- [Exercise goal]: Please render every line of the material below as a numbered list, leaving out any blank lines.

============

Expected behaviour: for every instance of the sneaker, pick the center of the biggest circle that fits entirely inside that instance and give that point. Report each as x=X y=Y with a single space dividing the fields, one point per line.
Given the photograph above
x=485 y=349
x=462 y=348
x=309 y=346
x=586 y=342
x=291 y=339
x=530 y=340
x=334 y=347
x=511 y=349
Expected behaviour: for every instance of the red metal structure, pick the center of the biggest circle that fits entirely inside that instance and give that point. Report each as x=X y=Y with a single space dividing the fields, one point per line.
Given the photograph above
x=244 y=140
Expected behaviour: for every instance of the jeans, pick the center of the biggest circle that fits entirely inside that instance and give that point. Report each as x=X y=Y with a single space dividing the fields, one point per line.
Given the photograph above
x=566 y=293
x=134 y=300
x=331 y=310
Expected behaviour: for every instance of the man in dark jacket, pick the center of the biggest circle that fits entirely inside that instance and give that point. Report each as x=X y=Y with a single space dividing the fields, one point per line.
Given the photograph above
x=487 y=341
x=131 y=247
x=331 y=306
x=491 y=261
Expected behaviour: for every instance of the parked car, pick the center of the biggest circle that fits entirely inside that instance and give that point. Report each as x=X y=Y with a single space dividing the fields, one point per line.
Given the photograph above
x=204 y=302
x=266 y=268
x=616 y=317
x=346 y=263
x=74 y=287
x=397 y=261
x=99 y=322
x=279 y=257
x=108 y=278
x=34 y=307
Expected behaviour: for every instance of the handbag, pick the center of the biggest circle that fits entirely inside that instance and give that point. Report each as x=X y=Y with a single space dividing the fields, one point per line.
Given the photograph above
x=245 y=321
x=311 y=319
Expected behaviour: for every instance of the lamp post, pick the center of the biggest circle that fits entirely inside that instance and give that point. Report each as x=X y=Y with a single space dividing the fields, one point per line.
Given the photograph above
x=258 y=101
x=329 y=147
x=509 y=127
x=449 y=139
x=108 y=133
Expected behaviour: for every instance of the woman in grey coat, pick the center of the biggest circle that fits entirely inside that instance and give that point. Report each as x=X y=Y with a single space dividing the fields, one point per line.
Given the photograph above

============

- [Answer to the problem]:
1. Expected behaviour: for every instance of the sneaker, pick the center of the biggest circle that fits entirely inside that instance and give that point. Report each as x=X y=Y with a single space dividing the fields, one point per line.
2. Given the photograph above
3. x=485 y=349
4. x=462 y=348
5. x=309 y=346
6. x=586 y=342
7. x=291 y=339
8. x=530 y=340
9. x=334 y=347
10. x=511 y=349
11. Expected behaviour: for every instance of the red metal structure, pick the center of the biggest circle that fits entirely inside that instance and give that point. Report each as x=X y=Y with a single space dividing the fields, one point per line.
12. Given the photograph above
13. x=244 y=140
14. Expected behaviour: for every instance of the jeans, pick the center of the biggest circle that fits entirely inside that instance and give that point. Report each as x=X y=Y with a single space dividing the fields, one point per line.
15. Given the photograph above
16. x=566 y=293
17. x=134 y=300
18. x=331 y=310
19. Expected behaviour: for every instance of the man in dark jacket, pick the center of the biggest circle that fits entirely inside that instance and give that point. Report each as x=X y=Y with a single space dividing the fields, one point per line.
20. Given the photograph above
21. x=487 y=341
22. x=131 y=247
23. x=331 y=306
24. x=491 y=261
25. Expected behaviour: for every instance of the parked car, pick the center of the biggest circle that fits entirely inside that instance and give that point. Report each as x=X y=Y with a single space dividing the fields, one point per line.
26. Given the photograph above
27. x=204 y=302
28. x=266 y=268
29. x=616 y=317
30. x=346 y=263
31. x=74 y=287
32. x=397 y=261
33. x=99 y=322
34. x=279 y=257
35. x=108 y=278
36. x=34 y=307
37. Expected behaviour: for every instance of the handbag, pick the center of the biggest circle that fits entirely inside that instance and give that point. Report each as x=X y=Y with a single space dividing the fields, one point per line.
38. Given the photograph above
39. x=245 y=321
40. x=311 y=319
41. Expected behaviour: for every instance of the lamp post, pick the center of the biggest circle that fits entirely inside that instance and give that point. Report each as x=X y=Y with a single space dividing the fields, one point per line.
42. Given the photograph above
43. x=258 y=101
44. x=329 y=147
45. x=509 y=127
46. x=449 y=139
47. x=108 y=133
48. Expected behaviour: for every instance of the woman in grey coat, pick the center of the biggest circle that fits entirely inside that instance and give that point. Report each as x=X y=Y with a single space dividing the fields, one point per line.
49. Given the photograph above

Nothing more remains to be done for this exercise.